→ RECORDED INFORMATION

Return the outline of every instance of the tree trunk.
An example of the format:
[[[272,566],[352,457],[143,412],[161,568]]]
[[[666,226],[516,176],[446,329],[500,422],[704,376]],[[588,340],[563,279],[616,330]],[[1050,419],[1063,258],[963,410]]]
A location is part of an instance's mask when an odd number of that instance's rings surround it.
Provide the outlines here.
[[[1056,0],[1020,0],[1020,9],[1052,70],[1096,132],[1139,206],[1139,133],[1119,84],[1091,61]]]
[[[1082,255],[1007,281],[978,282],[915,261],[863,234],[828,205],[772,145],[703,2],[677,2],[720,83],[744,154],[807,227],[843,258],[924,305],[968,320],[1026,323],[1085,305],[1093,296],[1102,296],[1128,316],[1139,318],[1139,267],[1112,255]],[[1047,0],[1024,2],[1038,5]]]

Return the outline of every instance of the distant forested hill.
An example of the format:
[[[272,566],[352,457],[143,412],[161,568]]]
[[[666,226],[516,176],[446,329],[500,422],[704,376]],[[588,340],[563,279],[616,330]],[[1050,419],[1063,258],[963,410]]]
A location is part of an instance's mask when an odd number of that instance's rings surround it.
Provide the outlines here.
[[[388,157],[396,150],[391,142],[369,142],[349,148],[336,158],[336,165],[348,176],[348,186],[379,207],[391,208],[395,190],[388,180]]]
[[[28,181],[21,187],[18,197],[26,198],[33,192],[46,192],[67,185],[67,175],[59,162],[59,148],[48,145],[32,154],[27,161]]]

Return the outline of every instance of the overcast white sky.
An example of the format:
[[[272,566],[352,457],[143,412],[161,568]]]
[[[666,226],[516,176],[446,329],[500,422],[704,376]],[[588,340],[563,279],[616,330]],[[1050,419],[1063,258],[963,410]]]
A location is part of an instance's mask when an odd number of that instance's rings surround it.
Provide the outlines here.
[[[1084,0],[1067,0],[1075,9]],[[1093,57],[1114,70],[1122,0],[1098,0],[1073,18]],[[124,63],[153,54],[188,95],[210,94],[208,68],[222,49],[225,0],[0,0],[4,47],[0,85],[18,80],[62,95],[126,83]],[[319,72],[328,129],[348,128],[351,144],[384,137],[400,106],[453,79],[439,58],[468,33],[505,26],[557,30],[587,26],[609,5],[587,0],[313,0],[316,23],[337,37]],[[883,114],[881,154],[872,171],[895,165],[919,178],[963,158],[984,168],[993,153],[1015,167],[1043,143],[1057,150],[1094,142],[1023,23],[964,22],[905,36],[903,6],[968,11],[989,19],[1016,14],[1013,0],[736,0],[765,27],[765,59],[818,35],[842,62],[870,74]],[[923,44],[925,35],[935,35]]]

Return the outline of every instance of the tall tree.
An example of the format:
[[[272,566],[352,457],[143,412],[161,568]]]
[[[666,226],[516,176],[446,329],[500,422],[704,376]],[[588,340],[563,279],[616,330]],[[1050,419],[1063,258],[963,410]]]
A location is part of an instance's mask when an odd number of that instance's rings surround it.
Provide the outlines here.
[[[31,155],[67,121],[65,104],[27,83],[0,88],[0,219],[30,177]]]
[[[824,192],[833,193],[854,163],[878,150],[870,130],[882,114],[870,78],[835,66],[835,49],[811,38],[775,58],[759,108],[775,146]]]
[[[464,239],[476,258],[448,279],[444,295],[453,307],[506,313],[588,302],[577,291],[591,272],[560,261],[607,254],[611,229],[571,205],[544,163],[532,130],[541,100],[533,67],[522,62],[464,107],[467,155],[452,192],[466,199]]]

→ HOW TO COMPLETE THIS TASK
Going through the material, how many lines contain the word "Return"? Please give only the number.

→ WRITTEN SOLUTION
4